● EXERCISE DESCRIPTION: Look through the records that follow. Copy every line containing the word "below".

● DATA:
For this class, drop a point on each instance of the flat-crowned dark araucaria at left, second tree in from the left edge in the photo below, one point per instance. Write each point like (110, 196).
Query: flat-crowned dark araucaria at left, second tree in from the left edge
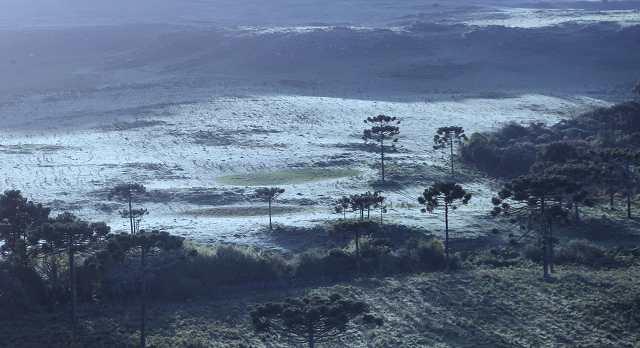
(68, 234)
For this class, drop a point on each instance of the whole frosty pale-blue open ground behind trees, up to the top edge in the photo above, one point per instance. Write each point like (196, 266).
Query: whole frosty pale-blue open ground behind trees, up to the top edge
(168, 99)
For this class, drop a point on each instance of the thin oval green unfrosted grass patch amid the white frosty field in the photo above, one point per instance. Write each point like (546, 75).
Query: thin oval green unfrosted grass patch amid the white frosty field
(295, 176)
---
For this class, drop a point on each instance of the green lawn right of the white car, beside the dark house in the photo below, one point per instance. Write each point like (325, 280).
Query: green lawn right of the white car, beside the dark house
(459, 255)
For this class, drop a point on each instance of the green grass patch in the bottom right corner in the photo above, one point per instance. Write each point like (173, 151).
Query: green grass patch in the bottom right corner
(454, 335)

● TASK ANSWER:
For this class, drop a point on each instance of the flat-crowned dark araucaria at left, second tree in from the left edge in the photo below, one point per instance. Write each point like (110, 196).
For this class, drop a point on each instance of the green lawn right of the white car, beside the dark house in the photo below, one point per instance. Write each point like (325, 280).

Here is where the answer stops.